## Short exercise
Find every line in the listing below that contains the word "house" and copy each one out in full.

## Records for processing
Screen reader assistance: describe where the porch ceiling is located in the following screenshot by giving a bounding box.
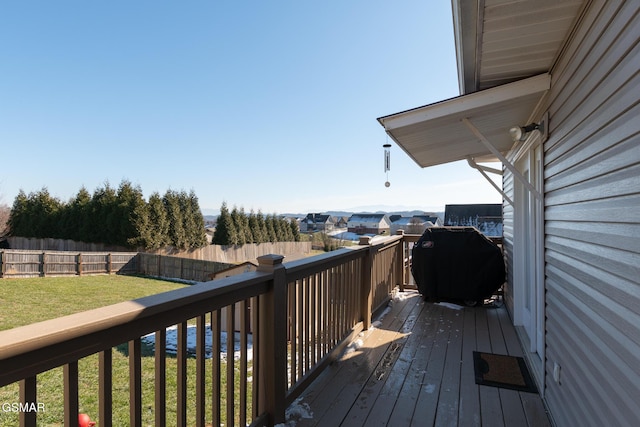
[378,0,587,171]
[452,0,585,94]
[378,74,551,167]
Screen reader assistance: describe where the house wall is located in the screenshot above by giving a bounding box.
[504,0,640,426]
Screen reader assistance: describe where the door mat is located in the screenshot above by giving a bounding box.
[473,351,538,393]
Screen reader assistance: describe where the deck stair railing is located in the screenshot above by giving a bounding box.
[0,234,408,427]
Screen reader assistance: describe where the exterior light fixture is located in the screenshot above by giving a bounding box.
[383,144,391,187]
[509,123,542,142]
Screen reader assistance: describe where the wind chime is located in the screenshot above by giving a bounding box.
[383,143,391,187]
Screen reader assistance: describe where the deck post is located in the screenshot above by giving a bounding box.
[396,230,407,292]
[257,254,287,425]
[358,236,373,331]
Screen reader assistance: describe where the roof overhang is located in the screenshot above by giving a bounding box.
[378,74,551,167]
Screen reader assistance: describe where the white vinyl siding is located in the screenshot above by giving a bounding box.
[544,0,640,426]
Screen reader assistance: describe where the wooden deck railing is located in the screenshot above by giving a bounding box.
[0,235,408,427]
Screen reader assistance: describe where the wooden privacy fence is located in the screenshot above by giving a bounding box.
[0,249,138,277]
[0,235,406,427]
[137,252,235,282]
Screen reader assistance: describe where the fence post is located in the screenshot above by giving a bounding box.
[358,236,373,331]
[257,254,287,425]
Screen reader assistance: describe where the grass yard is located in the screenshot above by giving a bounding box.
[0,275,188,331]
[0,276,251,427]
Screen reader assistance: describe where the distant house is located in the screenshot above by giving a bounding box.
[347,213,391,234]
[391,215,442,234]
[334,216,349,228]
[209,261,258,280]
[378,0,640,426]
[300,213,335,233]
[444,203,502,237]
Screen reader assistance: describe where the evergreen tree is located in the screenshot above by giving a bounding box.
[264,215,278,243]
[28,187,63,238]
[181,190,207,249]
[145,193,171,249]
[163,190,189,249]
[211,202,238,245]
[231,206,247,245]
[249,210,266,243]
[8,190,33,237]
[239,208,255,243]
[289,218,300,242]
[88,183,119,244]
[113,181,147,246]
[64,187,91,242]
[256,211,270,243]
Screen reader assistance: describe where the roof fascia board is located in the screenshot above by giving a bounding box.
[378,74,551,132]
[451,0,484,95]
[462,118,542,200]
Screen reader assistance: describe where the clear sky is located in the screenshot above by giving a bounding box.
[0,0,501,213]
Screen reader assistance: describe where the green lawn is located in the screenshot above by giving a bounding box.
[0,275,188,331]
[0,276,250,427]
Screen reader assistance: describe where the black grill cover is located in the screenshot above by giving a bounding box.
[411,227,505,301]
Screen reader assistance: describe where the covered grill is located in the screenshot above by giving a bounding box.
[411,227,505,302]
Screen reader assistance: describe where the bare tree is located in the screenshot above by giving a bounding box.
[0,197,11,238]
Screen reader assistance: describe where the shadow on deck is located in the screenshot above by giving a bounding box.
[287,291,550,427]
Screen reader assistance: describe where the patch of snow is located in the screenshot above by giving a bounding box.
[435,302,464,310]
[369,320,382,329]
[279,397,313,427]
[344,339,364,354]
[424,384,436,394]
[141,325,253,360]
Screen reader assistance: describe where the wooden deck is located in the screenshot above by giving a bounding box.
[287,291,550,427]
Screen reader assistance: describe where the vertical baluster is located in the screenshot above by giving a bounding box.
[20,376,37,427]
[211,310,222,426]
[225,304,236,426]
[129,338,142,427]
[296,279,307,381]
[98,349,113,427]
[62,361,79,427]
[304,277,313,373]
[251,297,260,419]
[287,282,298,385]
[317,270,331,355]
[196,315,206,427]
[309,275,320,365]
[154,328,167,427]
[238,300,249,426]
[176,322,187,426]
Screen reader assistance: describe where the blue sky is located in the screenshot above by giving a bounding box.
[0,0,501,213]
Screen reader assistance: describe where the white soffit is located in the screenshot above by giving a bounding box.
[378,74,551,167]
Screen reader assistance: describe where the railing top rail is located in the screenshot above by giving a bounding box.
[0,272,272,387]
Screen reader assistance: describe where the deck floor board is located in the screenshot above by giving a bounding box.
[286,291,550,427]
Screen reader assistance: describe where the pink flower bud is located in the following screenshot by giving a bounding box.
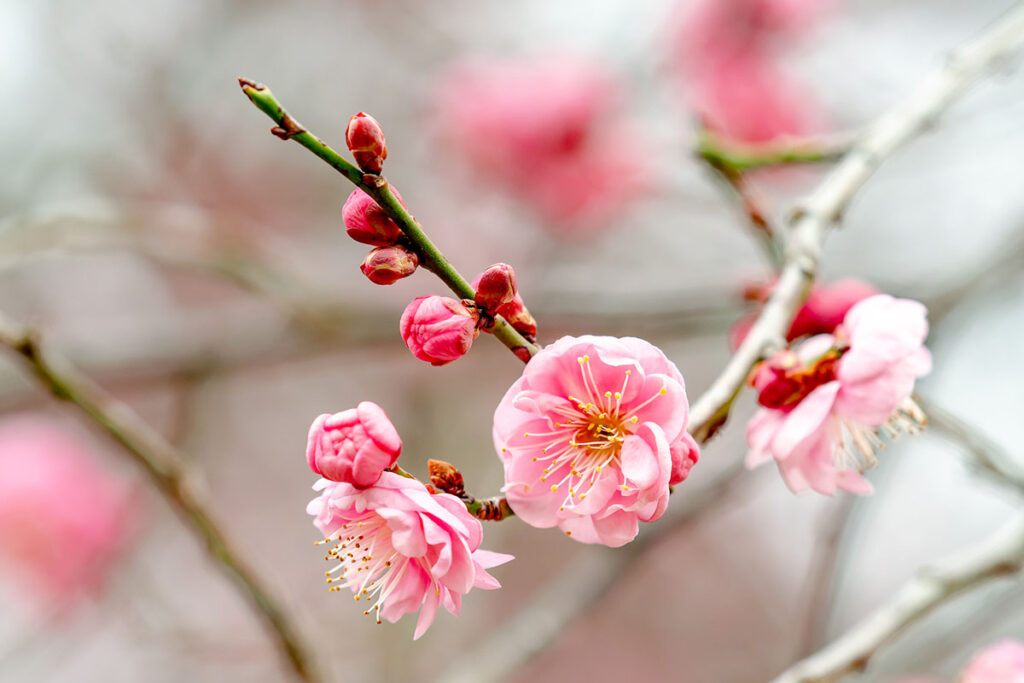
[345,112,387,173]
[473,263,517,312]
[341,186,406,247]
[399,296,479,366]
[359,245,420,285]
[306,400,401,488]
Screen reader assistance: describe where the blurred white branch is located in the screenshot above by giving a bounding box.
[774,513,1024,683]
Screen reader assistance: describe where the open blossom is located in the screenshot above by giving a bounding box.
[729,278,879,349]
[0,418,139,611]
[494,336,698,547]
[746,294,932,495]
[306,400,401,488]
[435,55,649,232]
[307,472,512,638]
[957,638,1024,683]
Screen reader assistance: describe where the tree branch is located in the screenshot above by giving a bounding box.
[0,315,318,681]
[774,513,1024,683]
[689,4,1024,441]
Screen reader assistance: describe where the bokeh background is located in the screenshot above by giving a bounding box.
[0,0,1024,682]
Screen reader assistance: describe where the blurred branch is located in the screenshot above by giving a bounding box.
[774,513,1024,683]
[0,316,317,681]
[918,396,1024,493]
[239,78,540,360]
[438,462,744,683]
[689,4,1024,441]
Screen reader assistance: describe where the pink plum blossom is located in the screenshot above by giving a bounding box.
[729,278,879,349]
[306,400,401,488]
[494,336,699,547]
[399,295,479,366]
[435,55,648,233]
[746,294,932,495]
[307,472,512,639]
[0,417,140,613]
[958,638,1024,683]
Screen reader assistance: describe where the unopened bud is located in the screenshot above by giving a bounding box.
[399,295,479,366]
[359,245,420,285]
[345,112,387,173]
[341,187,406,247]
[427,460,466,498]
[473,263,517,312]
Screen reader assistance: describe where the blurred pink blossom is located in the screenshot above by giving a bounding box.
[958,638,1024,683]
[435,54,648,233]
[0,418,140,613]
[746,294,932,495]
[306,400,401,488]
[398,295,479,366]
[307,472,512,639]
[494,336,698,547]
[729,278,879,350]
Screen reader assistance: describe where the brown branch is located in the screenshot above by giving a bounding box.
[0,315,318,681]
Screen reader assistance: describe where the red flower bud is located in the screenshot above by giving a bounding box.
[359,245,420,285]
[473,263,517,312]
[345,112,387,173]
[341,187,406,247]
[399,296,479,366]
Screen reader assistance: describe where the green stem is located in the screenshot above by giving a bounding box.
[239,78,540,360]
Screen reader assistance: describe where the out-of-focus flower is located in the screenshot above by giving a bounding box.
[341,186,406,247]
[359,245,420,285]
[345,112,387,173]
[435,55,648,232]
[674,0,829,142]
[494,336,698,547]
[729,278,879,350]
[399,295,479,366]
[957,638,1024,683]
[0,418,140,612]
[746,294,932,495]
[307,472,512,639]
[306,400,401,488]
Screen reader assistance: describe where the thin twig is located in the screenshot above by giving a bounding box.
[689,4,1024,441]
[774,513,1024,683]
[0,315,318,681]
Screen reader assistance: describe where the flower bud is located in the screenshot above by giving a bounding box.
[473,263,517,312]
[345,112,387,173]
[341,187,406,247]
[306,400,401,488]
[359,245,420,285]
[399,296,479,366]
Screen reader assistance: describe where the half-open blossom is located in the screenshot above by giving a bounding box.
[957,638,1024,683]
[746,294,932,495]
[0,418,140,613]
[307,472,512,638]
[729,278,879,349]
[306,400,401,488]
[494,336,698,547]
[398,295,479,366]
[341,186,406,247]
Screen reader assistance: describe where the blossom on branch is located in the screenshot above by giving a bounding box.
[746,294,932,495]
[494,336,698,547]
[306,400,401,488]
[307,472,512,639]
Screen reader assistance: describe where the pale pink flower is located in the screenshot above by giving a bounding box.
[494,336,698,547]
[435,54,648,231]
[398,295,479,366]
[307,472,512,639]
[306,400,401,488]
[957,638,1024,683]
[0,418,140,613]
[729,278,879,349]
[746,294,932,495]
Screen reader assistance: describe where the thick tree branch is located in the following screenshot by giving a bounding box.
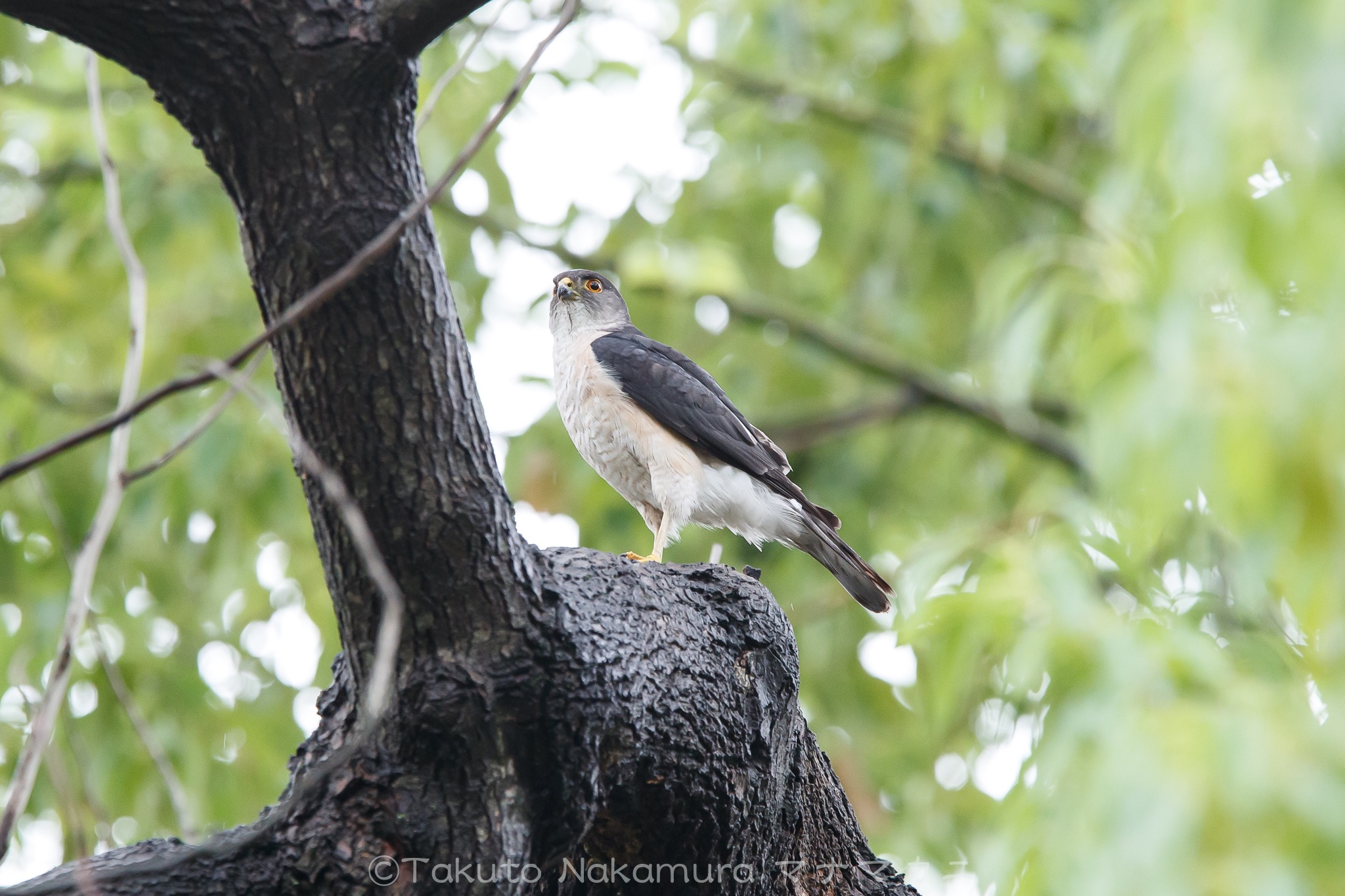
[0,0,579,492]
[721,295,1088,481]
[416,0,511,135]
[374,0,495,58]
[93,626,196,840]
[0,0,909,896]
[683,50,1088,218]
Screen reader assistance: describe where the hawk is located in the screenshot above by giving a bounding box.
[550,270,892,612]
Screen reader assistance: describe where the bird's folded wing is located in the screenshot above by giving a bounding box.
[593,326,802,483]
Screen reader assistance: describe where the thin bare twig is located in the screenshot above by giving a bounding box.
[0,0,579,492]
[683,51,1088,218]
[121,351,267,485]
[416,0,510,135]
[93,626,196,840]
[441,203,1088,482]
[720,295,1088,481]
[761,388,923,453]
[0,50,148,859]
[208,362,406,729]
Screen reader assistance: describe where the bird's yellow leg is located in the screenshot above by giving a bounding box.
[621,513,669,563]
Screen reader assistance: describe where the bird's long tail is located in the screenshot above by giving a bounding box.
[796,507,892,612]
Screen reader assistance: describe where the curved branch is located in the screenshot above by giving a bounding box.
[439,203,1088,485]
[0,0,579,492]
[0,50,148,859]
[374,0,487,56]
[720,294,1088,484]
[683,50,1088,218]
[761,388,924,453]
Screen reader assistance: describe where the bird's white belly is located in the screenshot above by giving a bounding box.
[556,335,699,509]
[554,333,801,545]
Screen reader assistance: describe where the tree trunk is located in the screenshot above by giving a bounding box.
[0,0,914,895]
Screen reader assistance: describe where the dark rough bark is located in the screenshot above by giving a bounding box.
[0,0,912,895]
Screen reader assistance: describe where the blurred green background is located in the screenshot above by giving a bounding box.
[0,0,1345,896]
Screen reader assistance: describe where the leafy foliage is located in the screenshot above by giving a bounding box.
[0,0,1345,893]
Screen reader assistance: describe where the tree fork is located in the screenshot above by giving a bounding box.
[0,0,914,895]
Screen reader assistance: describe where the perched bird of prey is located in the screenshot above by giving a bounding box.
[550,270,892,612]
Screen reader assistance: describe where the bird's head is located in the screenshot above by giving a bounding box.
[550,270,631,333]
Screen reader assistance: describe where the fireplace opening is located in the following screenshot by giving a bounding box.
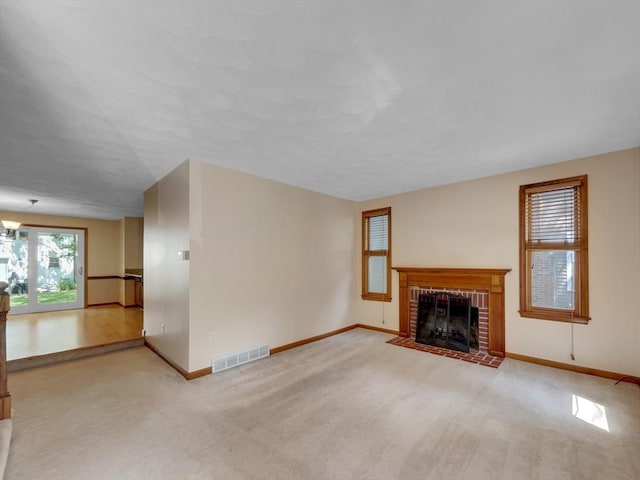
[415,292,479,353]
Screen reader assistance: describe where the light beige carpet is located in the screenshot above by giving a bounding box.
[6,329,640,480]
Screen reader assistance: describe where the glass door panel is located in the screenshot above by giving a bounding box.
[37,232,78,305]
[0,230,29,310]
[0,227,85,313]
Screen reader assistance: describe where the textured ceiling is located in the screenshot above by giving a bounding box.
[0,0,640,218]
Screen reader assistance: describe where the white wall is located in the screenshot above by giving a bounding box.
[188,161,357,371]
[144,161,189,371]
[354,148,640,375]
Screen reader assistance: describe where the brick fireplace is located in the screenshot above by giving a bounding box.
[394,267,511,357]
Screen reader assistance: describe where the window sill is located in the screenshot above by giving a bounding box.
[518,310,591,325]
[361,293,391,302]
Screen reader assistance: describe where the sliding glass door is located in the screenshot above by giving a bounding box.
[0,227,85,313]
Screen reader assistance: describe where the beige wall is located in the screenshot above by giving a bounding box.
[0,211,123,305]
[144,161,189,371]
[122,217,144,271]
[188,161,356,371]
[354,148,640,375]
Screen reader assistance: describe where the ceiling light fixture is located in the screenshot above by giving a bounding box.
[0,220,20,239]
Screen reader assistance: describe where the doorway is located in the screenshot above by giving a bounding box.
[0,226,85,313]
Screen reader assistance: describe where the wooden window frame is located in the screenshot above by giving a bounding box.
[362,207,391,302]
[519,175,591,324]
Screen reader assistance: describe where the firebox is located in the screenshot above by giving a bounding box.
[416,292,478,352]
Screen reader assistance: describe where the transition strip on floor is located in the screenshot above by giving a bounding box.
[387,337,504,368]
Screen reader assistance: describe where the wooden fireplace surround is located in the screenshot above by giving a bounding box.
[393,267,511,357]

## Reply
Screen reader assistance: describe where the house wall is located in the screenshot above by giving a bounding box.
Screen reader assistance: describe where the distant house is located in the screenshot above by giving a bounding box.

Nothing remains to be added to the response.